[Records from a point labeling set]
-.-.-

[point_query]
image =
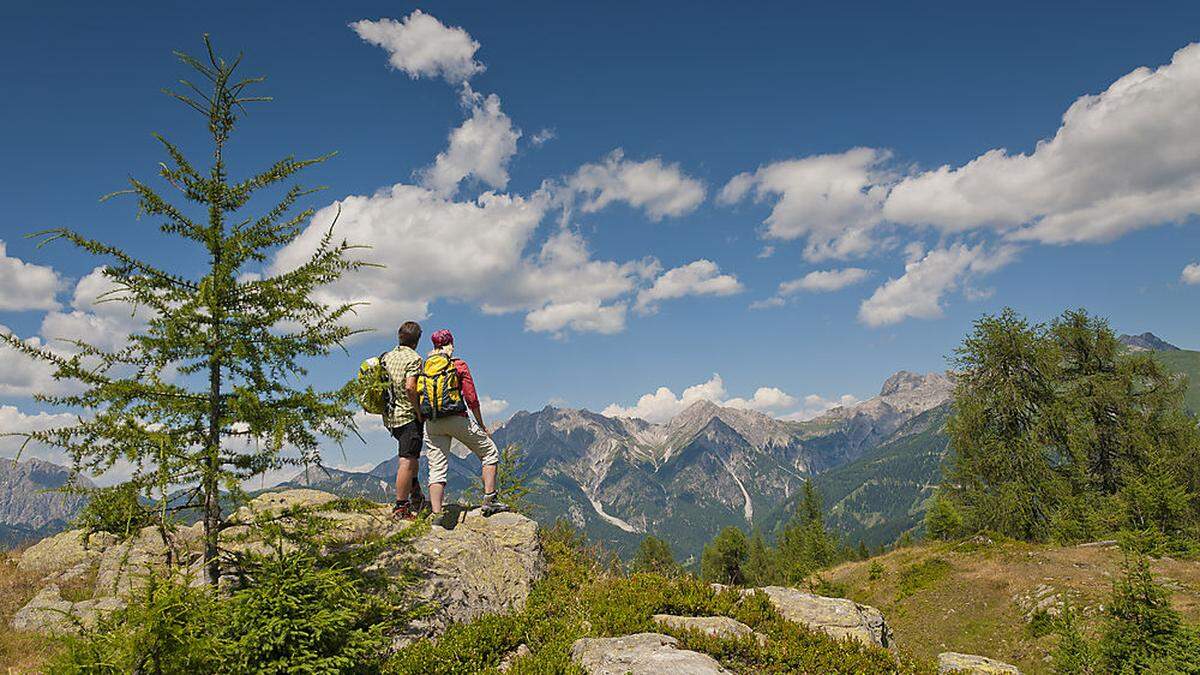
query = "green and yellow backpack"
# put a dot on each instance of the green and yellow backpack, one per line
(441, 392)
(375, 386)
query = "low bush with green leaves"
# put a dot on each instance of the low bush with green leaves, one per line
(1140, 632)
(303, 608)
(582, 597)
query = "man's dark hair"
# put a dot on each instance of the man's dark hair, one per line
(409, 334)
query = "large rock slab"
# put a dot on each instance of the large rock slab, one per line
(475, 566)
(642, 653)
(49, 613)
(54, 556)
(835, 616)
(972, 664)
(713, 626)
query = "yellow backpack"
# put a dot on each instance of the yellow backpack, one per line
(441, 392)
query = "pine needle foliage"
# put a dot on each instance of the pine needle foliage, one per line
(1057, 432)
(210, 392)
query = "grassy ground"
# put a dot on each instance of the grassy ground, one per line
(580, 597)
(965, 597)
(19, 651)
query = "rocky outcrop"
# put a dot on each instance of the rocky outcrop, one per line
(642, 653)
(835, 616)
(971, 664)
(475, 566)
(472, 567)
(49, 613)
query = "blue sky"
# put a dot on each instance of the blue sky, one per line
(577, 275)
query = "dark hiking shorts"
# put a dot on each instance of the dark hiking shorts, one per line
(411, 440)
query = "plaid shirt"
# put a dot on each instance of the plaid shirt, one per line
(401, 364)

-.-.-

Please write out all of the material above without changing a word, and omit any pictures.

§ **SOLVED EXERCISE**
[point_query]
image =
query = "green and yellow backpack"
# put a dot on each instance of the green and yellow backpack, one per line
(441, 392)
(375, 386)
query = "low bush with green leaves"
# put a dot on each instance of the low bush with green leaves, one per line
(1140, 632)
(303, 608)
(582, 597)
query = "man's dark hair"
# put a dot on each instance of the man's dark hair, one per line
(409, 334)
query = "large rock slab"
# put a dot on each instance of the large rock slab, one per line
(475, 566)
(642, 653)
(49, 613)
(54, 556)
(835, 616)
(972, 664)
(713, 626)
query = "yellow backpack"
# put a dot on each instance of the yellow backpack, one per line
(441, 392)
query = "pine needle foliage"
# put a dot on each instance of the pine needle foliage, one per line
(1057, 432)
(210, 392)
query = "grassy ground"
# put a dot on each instance of the grassy ground, one per line
(580, 597)
(965, 597)
(19, 651)
query = "rocky outcrop"
# put a dot on each instance of the rocky outcrop, one per line
(642, 653)
(835, 616)
(971, 664)
(475, 566)
(472, 567)
(49, 613)
query = "blue sky"
# put a dot on each instance of the blue sky, one per line
(577, 275)
query = "dark hiking shorts"
# put a dot on each instance of the dark hiking shorts, one per line
(411, 440)
query = "plaid shirt"
# put a dot on each instance of the plaid shirt, one per line
(401, 364)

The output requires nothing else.